Extend the forum post about limited IPv6 connectivity, picking up right after its last line.

▶ PASSAGE
——
# Solved: IPv6 Connectivity: Limited... Please help, IPCONFIG report included



## abie26 (Feb 13, 2006)

Vista Home Premium

I have tried to power cycle all my hardware (linksys router, nextnet modem and HP PC) but to no avail. I have tried direct connection of my modem to my PC and no change. Please review my ipconfig below and thanks in advance:

Microsoft Windows [Version 6.0.6001]
Copyright (c) 2006 Microsoft Corporation. All rights reserved.
——
▶ DATA SUPPLIED
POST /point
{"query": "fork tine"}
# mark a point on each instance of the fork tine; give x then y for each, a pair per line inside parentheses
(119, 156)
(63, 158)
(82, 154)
——
▶ ANSWER TO THE TASK
C:\Users\Abie>ipconfig /all

Windows IP Configuration

Host Name . . . . . . . . . . . . : Mary-PC
Primary Dns Suffix . . . . . . . :
Node Type . . . . . . . . . . . . : Hybrid
IP Routing Enabled. . . . . . . . : No
WINS Proxy Enabled. . . . . . . . : No

Ethernet adapter Local Area Connection:

Connection-specific DNS Suffix . :
Description . . . . . . . . . . . : NVIDIA nForce Networking Controller
Physical Address. . . . . . . . . : 00-1E-90-07-46-DB
DHCP Enabled. . . . . . . . . . . : Yes
Autoconfiguration Enabled . . . . : Yes
Link-local IPv6 Address . . . . . : fe80::f056:c399:df90:3e76%8(Preferred)
IPv4 Address. . . . . . . . . . . : 192.168.1.101(Preferred)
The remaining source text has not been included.